● Your instructions
In two sentences, summarize the text on AI's work-on-own-country rule.
-- START Text to read --
Human rights violations in member's own countries;

When AI receives a report of a human rights violation, the report is centrally evaluated and then taken up by members throughout the world, but not by AI members in the country where the abuse has taken place. This is called the "work-on-own-country rule".

AI members, in their AI capacities, do not gather, assess or act upon information about human rights cases in their own country.

The purpose of this rule is to maintain the movement's independence and impartiality. It establishes and it demonstrates an objective "distance between the activist and the human rights concern".

This practice is particularly important when AI deals with allegations of torture, unfair trial or imprisonment, political killings, or "disappearances", which are often surrounded by controversy and official denials. The rule:

Ensures that AI retains its essential character as an international movement of mutual support rather than becoming a federation of national human rights organizations.

Helps protect AI's campaigning presence in countries where human rights have been grossly violated.

Maintains a clear distinction between AI and domestic civil liberties bodies.

Ensures that local pressures and loyalties do not damage AI's impartiality.

This rule applies at every level of the movement, to volunteer members as well as to staff. It can be explained in two parts:

AI members do not, in AI's name, gather information about human rights violations that take pace in their own country.

Despite the fact that AI national bodies and local groups and members may be in the best position to do so, the organization does not involve them in gathering information on their own countries. Information about human rights violations is collected and evaluated at the organization's central research office, the International Secretariat. Even there, individual researchers are not permitted to work on their own countries.
-- END Text to read --
-- START Records provided --
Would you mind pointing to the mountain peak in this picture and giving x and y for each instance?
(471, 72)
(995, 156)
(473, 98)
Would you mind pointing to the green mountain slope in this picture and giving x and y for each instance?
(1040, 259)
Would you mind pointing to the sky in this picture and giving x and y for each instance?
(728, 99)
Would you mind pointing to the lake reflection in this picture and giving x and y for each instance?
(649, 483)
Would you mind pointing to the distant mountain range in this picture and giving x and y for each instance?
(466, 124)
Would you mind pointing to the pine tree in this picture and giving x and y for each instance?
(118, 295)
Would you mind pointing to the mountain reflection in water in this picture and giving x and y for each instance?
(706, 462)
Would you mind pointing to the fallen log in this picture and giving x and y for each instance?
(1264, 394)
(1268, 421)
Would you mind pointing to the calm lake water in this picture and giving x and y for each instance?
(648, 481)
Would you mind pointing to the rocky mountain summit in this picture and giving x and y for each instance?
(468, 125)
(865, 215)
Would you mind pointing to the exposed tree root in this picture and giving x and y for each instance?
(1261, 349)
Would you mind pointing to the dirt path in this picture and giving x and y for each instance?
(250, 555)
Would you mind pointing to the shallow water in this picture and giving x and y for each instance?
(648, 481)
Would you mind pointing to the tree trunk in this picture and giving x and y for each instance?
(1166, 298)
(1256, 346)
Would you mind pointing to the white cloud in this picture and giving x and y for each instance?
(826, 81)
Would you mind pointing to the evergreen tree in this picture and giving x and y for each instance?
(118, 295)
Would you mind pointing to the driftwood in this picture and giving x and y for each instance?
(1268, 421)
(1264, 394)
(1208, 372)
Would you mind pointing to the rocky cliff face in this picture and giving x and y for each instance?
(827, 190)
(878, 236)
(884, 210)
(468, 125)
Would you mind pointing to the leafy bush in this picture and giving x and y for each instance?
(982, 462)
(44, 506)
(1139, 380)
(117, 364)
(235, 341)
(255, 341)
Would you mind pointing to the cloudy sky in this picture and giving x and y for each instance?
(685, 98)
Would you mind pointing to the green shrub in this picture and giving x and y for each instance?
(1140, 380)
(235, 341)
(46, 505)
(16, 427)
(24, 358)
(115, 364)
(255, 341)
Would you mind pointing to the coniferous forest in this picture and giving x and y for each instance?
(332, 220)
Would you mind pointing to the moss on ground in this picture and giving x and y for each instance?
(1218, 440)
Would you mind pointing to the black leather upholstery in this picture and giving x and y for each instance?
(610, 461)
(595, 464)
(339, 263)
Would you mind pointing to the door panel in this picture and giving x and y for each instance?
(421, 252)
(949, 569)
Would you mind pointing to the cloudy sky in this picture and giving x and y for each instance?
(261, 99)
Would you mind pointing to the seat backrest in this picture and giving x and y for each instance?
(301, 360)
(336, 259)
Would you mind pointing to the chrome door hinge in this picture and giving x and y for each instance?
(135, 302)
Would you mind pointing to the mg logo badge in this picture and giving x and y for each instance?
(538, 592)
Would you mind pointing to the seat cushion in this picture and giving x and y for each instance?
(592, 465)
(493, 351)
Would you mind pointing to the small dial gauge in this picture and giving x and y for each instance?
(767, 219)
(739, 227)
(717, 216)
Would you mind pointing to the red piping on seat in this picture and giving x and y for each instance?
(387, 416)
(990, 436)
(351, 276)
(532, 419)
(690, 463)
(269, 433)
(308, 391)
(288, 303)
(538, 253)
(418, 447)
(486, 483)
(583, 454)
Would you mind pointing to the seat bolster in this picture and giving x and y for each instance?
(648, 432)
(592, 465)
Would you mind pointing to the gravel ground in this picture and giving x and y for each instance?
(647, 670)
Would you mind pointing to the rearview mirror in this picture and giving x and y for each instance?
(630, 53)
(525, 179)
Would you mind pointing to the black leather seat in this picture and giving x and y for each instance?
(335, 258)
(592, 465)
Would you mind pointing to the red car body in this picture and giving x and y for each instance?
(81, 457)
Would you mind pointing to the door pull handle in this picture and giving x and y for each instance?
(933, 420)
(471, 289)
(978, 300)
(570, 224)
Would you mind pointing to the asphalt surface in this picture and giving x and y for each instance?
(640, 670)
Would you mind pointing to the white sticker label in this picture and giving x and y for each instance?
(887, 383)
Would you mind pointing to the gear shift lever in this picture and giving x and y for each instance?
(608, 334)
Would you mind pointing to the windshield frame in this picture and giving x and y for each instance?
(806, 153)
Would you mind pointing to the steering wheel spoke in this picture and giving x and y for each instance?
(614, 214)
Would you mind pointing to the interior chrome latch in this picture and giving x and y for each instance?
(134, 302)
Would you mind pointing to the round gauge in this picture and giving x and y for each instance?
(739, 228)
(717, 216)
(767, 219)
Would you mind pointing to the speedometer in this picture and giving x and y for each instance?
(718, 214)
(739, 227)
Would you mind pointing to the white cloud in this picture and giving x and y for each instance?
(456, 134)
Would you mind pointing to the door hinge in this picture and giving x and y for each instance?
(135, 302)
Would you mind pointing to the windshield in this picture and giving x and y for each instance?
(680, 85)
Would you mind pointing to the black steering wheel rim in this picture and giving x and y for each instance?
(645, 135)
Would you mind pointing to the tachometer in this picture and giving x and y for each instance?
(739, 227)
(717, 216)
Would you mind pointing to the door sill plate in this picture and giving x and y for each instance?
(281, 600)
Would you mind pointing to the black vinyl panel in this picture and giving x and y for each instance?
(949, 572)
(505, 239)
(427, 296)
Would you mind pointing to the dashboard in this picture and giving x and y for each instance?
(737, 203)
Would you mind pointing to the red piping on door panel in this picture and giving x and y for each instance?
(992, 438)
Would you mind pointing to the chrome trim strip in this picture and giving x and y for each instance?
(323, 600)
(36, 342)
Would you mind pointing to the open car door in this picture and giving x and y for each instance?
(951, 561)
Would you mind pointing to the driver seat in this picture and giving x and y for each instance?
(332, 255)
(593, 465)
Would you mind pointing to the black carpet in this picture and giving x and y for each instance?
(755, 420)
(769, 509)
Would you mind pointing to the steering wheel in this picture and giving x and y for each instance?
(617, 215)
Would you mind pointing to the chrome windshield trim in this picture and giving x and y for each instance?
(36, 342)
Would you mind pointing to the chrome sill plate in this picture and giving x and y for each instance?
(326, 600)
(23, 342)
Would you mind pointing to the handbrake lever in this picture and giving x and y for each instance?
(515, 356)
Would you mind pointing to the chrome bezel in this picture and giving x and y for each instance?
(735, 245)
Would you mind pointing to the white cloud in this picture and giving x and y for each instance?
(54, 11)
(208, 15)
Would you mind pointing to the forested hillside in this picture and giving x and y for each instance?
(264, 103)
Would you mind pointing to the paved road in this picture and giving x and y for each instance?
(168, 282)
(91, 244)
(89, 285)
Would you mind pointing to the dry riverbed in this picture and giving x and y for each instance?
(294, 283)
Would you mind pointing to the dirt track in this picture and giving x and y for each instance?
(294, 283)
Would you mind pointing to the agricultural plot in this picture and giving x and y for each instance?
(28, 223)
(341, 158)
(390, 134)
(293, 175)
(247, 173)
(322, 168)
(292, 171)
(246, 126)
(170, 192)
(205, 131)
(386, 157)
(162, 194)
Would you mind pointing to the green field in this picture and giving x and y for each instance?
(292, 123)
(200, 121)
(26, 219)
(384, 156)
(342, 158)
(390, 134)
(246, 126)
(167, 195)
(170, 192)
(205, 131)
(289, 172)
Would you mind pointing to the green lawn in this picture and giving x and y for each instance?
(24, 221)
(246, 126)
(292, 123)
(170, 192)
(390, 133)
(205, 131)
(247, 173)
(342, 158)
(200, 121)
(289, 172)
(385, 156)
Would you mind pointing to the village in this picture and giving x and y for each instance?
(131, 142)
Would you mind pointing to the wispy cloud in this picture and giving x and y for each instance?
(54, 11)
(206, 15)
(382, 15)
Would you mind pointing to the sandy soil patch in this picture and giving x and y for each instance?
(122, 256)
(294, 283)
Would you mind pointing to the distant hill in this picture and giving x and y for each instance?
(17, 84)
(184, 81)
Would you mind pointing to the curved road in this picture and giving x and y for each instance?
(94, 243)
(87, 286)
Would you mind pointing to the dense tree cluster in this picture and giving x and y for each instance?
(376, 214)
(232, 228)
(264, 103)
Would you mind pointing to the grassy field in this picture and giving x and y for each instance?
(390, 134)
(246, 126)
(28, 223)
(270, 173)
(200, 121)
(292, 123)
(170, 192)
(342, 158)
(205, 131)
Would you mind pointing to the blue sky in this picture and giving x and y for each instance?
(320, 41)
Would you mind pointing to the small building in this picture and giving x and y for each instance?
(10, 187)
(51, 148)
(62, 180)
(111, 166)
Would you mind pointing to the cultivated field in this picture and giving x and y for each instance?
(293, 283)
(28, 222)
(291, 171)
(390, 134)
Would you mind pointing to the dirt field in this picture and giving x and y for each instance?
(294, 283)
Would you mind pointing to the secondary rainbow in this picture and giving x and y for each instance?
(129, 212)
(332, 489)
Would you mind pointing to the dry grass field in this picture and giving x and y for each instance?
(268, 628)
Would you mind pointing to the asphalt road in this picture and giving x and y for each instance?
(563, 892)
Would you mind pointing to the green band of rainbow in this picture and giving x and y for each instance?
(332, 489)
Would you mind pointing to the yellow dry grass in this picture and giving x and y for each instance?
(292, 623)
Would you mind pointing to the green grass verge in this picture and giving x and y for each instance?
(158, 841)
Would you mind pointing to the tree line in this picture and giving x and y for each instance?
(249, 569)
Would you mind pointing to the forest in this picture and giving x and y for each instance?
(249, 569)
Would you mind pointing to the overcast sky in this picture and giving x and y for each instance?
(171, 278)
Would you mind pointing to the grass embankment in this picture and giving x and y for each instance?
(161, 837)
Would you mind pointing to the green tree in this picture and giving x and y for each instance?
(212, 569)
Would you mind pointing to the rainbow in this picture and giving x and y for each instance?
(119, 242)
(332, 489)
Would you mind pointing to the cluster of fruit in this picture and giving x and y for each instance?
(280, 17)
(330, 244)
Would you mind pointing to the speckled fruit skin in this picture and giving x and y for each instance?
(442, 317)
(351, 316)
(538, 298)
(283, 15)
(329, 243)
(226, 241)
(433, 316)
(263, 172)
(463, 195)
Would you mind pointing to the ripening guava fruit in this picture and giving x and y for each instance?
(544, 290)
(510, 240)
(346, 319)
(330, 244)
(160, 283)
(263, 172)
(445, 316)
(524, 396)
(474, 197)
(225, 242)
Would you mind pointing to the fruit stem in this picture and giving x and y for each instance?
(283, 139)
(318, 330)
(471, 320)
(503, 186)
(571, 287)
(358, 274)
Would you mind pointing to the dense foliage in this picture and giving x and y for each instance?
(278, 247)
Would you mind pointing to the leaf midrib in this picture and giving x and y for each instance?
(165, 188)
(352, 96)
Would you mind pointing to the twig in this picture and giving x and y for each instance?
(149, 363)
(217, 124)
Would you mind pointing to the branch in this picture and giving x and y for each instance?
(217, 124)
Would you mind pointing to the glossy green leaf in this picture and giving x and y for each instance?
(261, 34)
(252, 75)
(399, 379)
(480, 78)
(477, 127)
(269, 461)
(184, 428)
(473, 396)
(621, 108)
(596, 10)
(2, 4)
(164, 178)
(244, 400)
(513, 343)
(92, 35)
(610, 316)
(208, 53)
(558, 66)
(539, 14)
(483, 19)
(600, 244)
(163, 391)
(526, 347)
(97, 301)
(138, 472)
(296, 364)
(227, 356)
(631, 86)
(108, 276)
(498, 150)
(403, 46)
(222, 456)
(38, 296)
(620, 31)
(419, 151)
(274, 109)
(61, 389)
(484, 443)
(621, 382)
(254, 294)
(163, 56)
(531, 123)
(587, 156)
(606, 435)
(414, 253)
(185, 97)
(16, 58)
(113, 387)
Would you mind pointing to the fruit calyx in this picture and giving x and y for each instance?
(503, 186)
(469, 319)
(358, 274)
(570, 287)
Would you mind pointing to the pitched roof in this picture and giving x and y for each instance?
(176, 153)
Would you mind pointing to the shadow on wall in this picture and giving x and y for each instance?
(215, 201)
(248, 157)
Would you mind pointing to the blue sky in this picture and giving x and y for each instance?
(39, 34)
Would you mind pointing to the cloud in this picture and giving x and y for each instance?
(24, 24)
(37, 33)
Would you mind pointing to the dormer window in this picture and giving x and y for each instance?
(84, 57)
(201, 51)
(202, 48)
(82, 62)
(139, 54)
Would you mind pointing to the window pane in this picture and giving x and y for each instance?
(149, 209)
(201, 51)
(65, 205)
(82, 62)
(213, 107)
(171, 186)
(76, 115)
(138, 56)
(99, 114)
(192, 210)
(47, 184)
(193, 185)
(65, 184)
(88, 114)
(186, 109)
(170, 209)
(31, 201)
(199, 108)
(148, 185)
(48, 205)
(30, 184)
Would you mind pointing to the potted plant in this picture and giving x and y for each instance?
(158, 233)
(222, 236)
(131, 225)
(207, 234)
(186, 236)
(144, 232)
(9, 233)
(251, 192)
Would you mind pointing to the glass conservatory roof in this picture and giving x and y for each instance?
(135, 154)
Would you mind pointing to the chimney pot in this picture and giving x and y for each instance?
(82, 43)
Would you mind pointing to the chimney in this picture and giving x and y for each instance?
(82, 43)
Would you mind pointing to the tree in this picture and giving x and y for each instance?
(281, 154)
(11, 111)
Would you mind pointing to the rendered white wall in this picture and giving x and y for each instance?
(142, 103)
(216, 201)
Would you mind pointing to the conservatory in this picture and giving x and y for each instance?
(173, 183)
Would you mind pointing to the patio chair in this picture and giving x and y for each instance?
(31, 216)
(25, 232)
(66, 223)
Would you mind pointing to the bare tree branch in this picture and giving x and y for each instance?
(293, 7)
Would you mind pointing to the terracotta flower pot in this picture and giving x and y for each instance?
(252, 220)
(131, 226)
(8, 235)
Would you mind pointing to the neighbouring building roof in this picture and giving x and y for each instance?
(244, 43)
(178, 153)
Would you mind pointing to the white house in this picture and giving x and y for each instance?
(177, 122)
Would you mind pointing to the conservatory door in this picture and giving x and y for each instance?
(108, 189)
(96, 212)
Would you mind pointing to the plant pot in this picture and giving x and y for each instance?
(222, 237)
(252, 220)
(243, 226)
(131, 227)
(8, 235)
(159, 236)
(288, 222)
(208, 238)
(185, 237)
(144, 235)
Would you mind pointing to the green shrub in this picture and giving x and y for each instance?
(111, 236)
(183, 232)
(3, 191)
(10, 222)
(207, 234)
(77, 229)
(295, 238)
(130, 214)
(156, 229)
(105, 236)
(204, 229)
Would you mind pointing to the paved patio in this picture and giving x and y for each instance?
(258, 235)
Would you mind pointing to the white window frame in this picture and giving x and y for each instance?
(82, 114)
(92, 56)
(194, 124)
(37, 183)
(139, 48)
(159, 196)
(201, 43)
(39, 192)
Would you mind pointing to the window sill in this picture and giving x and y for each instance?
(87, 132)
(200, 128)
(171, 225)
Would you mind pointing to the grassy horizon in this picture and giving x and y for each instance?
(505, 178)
-- END Records provided --
● Expected answer
Under AI's "work-on-own-country rule," reports of human rights violations are evaluated centrally and taken up by members around the world, but AI members and staff, including researchers at the International Secretariat, do not gather, assess or act on information about cases in their own country. The rule maintains the movement's independence and impartiality, which matters especially for controversial allegations such as torture or "disappearances," and it keeps AI an international movement of mutual support that is clearly distinct from domestic civil liberties bodies.